→ **STUDY TEXT**:

Watch real-time GPU metrics:
# Continuous monitoring
watch -n 1 nvidia-smi

# Or with better formatting
nvidia-smi dmon -s pucvmet

Ollama GPU usage

When running models, Ollama displays GPU information:
docker compose exec ollama ollama run llama3.2

# Output shows GPU memory allocation:
# Loading model... 100%
# Model loaded on GPU 0 (8.2 GB / 24 GB VRAM)

Performance optimization

VRAM allocation

Allocate appropriate VRAM based on model size:
Model SizeMinimum VRAMRecommended VRAM
7B params6 GB8 GB
13B params12 GB16 GB
34B params24 GB32 GB
70B params48 GB64 GB

Multi-GPU configuration

For systems with multiple GPUs, better-openclaw enables all GPUs by default (count: all). To distribute services across GPUs:
  1. Manually edit docker-compose.yml to assign specific device IDs
  2. Use Docker Compose profiles to start services independently
# GPU 0 for Ollama
ollama:
  deploy:
    resources:
      reservations:
        devices:
          - driver: nvidia
            device_ids: ['0']
            capabilities: [gpu]

# GPU 1 for Stable Diffusion
stable-diffusion:
  deploy:
    resources:
      reservations:
        devices:
          - driver: nvidia
            device_ids: ['1']
            capabilities: [gpu]

Compute mode

Set GPU compute mode for exclusive access (recommended for production):
# Set exclusive process mode (one context per GPU)
sudo nvidia-smi -c EXCLUSIVE_PROCESS

# Or default shared mode (multiple contexts)
sudo nvidia-smi -c DEFAULT

Troubleshooting

GPU not detected

Check NVIDIA driver:
nvidia-smi
# If this fails, reinstall NVIDIA drivers
Verify Container Toolkit:
sudo nvidia-ctk runtime configure --runtime=docker
sudo systemctl restart docker
Check Docker daemon config:
cat /etc/docker/daemon.json
Should contain:
{
  "runtimes": {
    "nvidia": {
      "path": "nvidia-container-runtime",
      "runtimeArgs": []
    }
  }
}

Out of memory errors

RuntimeError: CUDA out of memory
Solutions:
  1. Use smaller models:
    # Instead of llama3:70b, use llama3.2:7b
    ollama pull llama3.2:7b
    
  2. Enable model quantization:
    # Use 4-bit quantized models
    ollama pull llama3.2:7b-q4_0
    
  3. Reduce batch size or context length in service config

Driver/CUDA version mismatch

Error: CUDA driver version is insufficient for CUDA runtime version
Fix:
# Update NVIDIA driver
sudo ubuntu-drivers autoinstall
sudo reboot

# Or install specific version
sudo apt install nvidia-driver-535

Container can’t access GPU

failed to create shim task: OCI runtime create failed: runc create failed: unable to start container process: error during container init: error running hook #0: error running hook: exit status 1, stdout: , stderr: Auto-detected mode as 'legacy'
nvidia-container-cli: initialization error: load library failed: libnvidia-ml.so.1: cannot open shared object file: no such file or directory
Fix:
# Reinstall NVIDIA Container Toolkit
sudo apt-get purge nvidia-container-toolkit
sudo apt-get install -y nvidia-container-toolkit
sudo nvidia-ctk runtime configure --runtime=docker
sudo systemctl restart docker

# Restart stack
docker compose down
docker compose up -d

Monitoring with Grafana

Add GPU metrics to your monitoring stack:
npx create-better-openclaw \
  --services ollama,prometheus,grafana \
  --gpu \
  --monitoring \
  --yes
Install NVIDIA DCGM Exporter for GPU metrics:
docker-compose.yml
services:
  dcgm-exporter:
    image: nvcr.io/nvidia/k8s/dcgm-exporter:3.3.0-3.2.0-ubuntu22.04
    deploy:
      resources:
        reservations:
          devices:
            - driver: nvidia
              count: all
              capabilities: [gpu]
    environment:
      DCGM_EXPORTER_LISTEN: ":9400"

→ **REQUIREMENT A**:
In the GPU guide, how many GPUs does better-openclaw enable by default on a system with multiple GPUs?
→ **REQUIREMENT B**:
From the GPU guide, copy the part that opens with the words "# GPU 1 for" and closes with "context per GPU)".

→ **RECORD EXCERPTS**:

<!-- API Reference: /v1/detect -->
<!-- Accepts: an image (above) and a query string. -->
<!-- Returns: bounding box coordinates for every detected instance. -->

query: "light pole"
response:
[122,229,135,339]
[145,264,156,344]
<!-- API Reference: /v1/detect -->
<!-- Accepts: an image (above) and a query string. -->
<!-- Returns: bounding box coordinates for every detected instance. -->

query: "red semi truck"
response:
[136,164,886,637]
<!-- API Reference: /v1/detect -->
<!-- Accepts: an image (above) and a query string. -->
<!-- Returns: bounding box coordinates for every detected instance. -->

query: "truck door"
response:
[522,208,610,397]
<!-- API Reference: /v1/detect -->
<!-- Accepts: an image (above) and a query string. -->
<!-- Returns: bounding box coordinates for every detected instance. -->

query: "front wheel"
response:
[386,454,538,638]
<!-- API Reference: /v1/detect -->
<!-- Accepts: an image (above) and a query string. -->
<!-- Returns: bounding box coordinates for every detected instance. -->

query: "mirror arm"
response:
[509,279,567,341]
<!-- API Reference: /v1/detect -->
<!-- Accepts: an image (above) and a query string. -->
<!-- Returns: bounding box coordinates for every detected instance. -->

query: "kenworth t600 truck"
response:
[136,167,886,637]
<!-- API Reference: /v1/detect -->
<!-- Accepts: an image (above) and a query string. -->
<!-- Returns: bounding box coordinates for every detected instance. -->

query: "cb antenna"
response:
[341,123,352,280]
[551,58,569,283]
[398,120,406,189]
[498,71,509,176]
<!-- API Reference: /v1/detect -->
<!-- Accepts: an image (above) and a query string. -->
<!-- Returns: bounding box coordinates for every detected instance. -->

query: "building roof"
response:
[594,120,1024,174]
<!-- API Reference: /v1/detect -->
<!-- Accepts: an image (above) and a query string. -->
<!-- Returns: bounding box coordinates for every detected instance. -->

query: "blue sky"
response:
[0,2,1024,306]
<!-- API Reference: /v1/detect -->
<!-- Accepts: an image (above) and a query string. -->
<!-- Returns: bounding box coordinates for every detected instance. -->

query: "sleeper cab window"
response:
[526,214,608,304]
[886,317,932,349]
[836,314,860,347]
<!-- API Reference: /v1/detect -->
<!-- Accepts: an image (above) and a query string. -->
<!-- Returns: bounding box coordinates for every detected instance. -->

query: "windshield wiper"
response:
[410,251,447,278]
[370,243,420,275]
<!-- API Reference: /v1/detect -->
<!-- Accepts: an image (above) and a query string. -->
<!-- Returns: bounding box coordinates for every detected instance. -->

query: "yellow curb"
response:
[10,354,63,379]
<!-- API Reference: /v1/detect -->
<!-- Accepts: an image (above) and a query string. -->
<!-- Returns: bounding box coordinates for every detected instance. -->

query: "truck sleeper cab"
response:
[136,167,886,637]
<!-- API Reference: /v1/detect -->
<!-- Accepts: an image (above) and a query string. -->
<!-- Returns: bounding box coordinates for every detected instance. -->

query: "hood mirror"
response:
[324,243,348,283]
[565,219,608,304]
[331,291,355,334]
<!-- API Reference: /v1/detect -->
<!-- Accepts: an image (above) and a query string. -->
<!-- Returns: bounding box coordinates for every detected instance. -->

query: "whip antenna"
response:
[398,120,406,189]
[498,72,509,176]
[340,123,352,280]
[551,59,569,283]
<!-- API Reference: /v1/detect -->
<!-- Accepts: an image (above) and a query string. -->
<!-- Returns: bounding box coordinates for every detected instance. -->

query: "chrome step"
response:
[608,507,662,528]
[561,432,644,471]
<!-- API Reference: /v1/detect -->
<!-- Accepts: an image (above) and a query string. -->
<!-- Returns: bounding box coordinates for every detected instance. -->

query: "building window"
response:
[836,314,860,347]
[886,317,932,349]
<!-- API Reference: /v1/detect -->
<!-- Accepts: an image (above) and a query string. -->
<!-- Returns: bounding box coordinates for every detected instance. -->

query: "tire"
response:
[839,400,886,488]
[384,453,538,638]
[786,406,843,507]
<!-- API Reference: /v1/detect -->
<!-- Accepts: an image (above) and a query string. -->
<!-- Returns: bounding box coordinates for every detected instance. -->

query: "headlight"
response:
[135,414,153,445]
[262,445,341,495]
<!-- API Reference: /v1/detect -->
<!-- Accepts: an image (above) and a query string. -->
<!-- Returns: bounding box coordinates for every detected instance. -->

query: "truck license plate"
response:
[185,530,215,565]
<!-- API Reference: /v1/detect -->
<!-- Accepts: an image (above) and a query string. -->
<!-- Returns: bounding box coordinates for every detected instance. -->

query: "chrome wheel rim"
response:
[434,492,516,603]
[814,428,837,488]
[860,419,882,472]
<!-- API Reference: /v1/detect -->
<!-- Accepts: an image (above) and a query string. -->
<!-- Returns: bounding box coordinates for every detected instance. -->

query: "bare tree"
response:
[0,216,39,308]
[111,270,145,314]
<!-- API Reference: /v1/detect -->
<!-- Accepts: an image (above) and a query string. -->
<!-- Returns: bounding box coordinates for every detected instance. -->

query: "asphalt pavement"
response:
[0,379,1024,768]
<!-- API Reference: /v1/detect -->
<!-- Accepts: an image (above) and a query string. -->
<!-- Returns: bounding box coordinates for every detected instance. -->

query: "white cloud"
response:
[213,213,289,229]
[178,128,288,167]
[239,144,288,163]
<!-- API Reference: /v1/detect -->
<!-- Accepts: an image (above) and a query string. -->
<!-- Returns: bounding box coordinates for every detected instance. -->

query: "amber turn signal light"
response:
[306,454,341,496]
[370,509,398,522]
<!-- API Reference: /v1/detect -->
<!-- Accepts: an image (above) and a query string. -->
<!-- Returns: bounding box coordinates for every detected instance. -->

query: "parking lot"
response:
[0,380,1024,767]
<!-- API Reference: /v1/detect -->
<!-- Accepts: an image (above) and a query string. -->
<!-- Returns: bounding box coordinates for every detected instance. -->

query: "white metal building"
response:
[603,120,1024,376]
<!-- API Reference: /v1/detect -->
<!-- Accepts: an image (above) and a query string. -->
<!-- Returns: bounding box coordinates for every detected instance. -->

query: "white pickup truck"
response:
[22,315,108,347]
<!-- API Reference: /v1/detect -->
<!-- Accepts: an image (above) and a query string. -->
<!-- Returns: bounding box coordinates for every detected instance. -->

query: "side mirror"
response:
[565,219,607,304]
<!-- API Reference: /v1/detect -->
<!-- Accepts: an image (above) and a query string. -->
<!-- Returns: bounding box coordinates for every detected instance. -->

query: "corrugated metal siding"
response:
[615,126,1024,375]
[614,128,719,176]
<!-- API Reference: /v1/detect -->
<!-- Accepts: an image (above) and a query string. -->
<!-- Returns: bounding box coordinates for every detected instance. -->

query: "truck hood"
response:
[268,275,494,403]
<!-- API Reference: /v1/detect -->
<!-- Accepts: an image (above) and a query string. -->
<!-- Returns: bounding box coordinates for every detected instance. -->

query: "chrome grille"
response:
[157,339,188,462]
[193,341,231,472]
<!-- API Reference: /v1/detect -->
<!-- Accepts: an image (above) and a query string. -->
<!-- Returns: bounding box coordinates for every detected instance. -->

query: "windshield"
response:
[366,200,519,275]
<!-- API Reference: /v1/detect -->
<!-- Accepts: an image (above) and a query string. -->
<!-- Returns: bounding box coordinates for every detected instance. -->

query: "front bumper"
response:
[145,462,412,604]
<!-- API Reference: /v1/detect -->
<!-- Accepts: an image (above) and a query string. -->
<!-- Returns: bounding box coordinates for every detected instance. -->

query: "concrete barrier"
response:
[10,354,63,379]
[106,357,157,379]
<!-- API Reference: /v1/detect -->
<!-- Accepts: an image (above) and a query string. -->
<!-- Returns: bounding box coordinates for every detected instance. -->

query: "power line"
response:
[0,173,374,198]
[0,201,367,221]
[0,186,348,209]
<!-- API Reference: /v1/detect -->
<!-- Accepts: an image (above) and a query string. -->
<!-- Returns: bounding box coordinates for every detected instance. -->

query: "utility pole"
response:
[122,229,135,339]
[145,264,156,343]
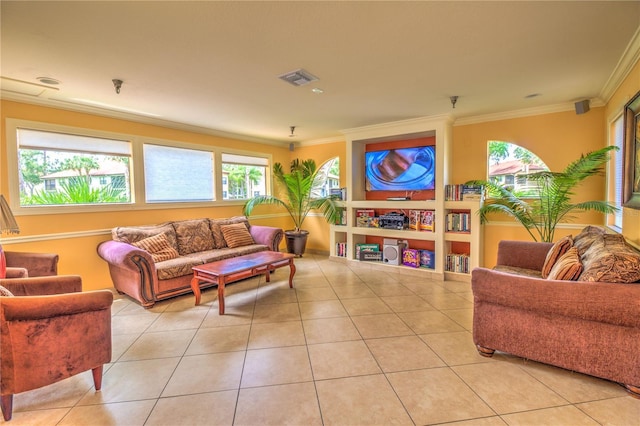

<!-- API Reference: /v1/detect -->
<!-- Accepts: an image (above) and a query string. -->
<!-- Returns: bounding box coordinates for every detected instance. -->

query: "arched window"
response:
[487,141,549,197]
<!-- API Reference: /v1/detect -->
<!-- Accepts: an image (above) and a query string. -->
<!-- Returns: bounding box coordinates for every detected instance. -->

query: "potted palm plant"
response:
[243,159,340,256]
[466,146,618,242]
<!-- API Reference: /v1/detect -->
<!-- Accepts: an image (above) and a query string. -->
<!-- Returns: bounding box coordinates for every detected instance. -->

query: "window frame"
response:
[5,118,273,216]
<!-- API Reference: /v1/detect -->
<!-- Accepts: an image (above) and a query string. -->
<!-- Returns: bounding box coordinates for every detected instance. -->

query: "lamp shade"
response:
[0,194,20,234]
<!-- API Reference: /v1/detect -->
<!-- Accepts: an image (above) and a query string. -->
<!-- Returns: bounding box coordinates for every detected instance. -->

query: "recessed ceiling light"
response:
[36,77,60,86]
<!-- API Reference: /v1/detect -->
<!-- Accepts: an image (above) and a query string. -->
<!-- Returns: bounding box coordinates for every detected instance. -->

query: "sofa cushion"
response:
[573,226,607,256]
[209,216,250,248]
[547,247,582,281]
[173,219,215,255]
[111,222,178,250]
[220,223,256,248]
[133,234,180,262]
[156,256,203,280]
[493,265,542,278]
[542,235,573,278]
[580,234,640,283]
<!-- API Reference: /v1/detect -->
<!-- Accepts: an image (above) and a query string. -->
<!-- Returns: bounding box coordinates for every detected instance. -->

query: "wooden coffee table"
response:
[191,251,296,315]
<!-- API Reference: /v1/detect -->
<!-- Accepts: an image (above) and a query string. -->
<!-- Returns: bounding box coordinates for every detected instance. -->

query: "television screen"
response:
[365,146,436,191]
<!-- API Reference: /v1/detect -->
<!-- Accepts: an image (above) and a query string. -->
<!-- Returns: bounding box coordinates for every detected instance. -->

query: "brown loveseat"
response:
[472,227,640,398]
[98,216,283,308]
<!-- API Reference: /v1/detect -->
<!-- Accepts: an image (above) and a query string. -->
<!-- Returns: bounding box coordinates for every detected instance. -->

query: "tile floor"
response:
[6,255,640,426]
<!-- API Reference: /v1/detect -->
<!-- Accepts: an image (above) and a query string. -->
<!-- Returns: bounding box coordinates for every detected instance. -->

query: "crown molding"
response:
[0,90,289,148]
[453,98,605,126]
[600,28,640,103]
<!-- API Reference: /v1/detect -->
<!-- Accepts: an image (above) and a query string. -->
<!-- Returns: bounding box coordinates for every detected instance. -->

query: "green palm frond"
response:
[467,146,618,242]
[243,159,340,230]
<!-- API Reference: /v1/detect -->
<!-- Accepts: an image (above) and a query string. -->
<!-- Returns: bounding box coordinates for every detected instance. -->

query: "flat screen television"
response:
[364,146,436,191]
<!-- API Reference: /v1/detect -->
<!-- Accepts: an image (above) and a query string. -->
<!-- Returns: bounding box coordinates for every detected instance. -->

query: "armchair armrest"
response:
[249,225,284,251]
[2,290,113,321]
[497,240,553,271]
[4,251,59,277]
[0,275,82,296]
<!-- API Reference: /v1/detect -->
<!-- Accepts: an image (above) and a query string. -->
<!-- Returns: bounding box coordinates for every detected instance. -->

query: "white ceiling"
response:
[0,0,640,144]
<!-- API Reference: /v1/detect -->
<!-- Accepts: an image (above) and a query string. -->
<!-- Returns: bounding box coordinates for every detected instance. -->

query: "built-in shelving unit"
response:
[330,116,482,281]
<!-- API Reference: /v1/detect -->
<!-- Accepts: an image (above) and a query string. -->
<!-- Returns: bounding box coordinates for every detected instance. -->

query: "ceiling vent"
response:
[278,69,318,86]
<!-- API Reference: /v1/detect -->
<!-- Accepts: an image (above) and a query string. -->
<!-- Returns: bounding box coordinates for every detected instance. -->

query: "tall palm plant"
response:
[243,159,340,232]
[467,146,618,242]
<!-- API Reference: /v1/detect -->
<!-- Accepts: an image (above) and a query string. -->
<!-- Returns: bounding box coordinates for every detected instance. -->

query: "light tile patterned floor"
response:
[10,255,640,426]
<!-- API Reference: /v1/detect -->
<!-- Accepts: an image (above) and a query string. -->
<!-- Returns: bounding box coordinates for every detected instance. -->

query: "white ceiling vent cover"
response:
[278,69,318,86]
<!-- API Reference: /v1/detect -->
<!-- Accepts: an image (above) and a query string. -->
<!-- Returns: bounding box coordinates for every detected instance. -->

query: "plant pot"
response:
[284,230,309,257]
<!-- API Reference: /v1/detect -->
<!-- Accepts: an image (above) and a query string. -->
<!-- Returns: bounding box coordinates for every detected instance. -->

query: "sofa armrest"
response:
[249,225,284,251]
[471,268,640,328]
[2,290,113,321]
[4,251,59,277]
[0,275,82,296]
[497,240,553,271]
[97,240,158,307]
[5,266,29,278]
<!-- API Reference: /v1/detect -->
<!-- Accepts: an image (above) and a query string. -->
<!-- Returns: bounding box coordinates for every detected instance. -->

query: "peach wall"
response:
[452,107,607,267]
[606,59,640,246]
[0,100,290,290]
[291,141,347,254]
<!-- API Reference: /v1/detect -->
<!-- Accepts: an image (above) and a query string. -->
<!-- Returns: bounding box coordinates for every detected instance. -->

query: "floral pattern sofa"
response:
[471,226,640,398]
[98,216,283,308]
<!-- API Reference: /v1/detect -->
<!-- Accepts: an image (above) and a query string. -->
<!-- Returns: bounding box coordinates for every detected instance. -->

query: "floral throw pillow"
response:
[220,223,256,248]
[132,234,180,262]
[542,235,573,278]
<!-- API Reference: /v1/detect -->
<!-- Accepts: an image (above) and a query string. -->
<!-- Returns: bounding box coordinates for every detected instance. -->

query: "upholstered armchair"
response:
[0,275,113,420]
[4,251,58,278]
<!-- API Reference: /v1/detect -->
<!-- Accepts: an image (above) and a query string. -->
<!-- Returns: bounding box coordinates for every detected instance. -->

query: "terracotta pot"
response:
[284,230,309,257]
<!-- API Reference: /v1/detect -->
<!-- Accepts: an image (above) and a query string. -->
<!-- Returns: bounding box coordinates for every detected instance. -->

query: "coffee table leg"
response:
[289,259,296,288]
[191,274,200,306]
[218,277,224,315]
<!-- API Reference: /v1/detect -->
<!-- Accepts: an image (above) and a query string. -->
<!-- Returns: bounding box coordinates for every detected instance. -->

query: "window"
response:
[487,141,549,197]
[143,144,214,203]
[16,128,131,207]
[222,153,269,200]
[607,115,624,229]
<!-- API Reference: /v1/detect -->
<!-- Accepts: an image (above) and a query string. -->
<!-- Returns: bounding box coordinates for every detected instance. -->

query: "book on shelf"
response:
[420,250,436,269]
[445,253,470,274]
[444,184,484,201]
[355,243,380,259]
[336,242,347,257]
[402,249,420,268]
[336,207,347,225]
[409,210,422,231]
[329,188,347,201]
[356,209,376,228]
[420,210,436,232]
[445,212,471,233]
[358,251,382,262]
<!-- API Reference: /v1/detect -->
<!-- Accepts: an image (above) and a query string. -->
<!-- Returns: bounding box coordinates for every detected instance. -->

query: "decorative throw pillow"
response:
[547,247,582,281]
[209,216,249,248]
[173,219,215,255]
[580,234,640,284]
[220,223,256,248]
[132,234,180,262]
[0,285,13,297]
[542,235,573,278]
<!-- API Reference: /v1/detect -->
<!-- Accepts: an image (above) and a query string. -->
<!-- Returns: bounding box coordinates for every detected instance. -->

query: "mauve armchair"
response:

→ **WORKED SOLUTION A**:
All of them (count: all).

→ **WORKED SOLUTION B**:
# GPU 1 for Stable Diffusion
stable-diffusion:
  deploy:
    resources:
      reservations:
        devices:
          - driver: nvidia
            device_ids: ['1']
            capabilities: [gpu]

Compute mode

Set GPU compute mode for exclusive access (recommended for production):
# Set exclusive process mode (one context per GPU)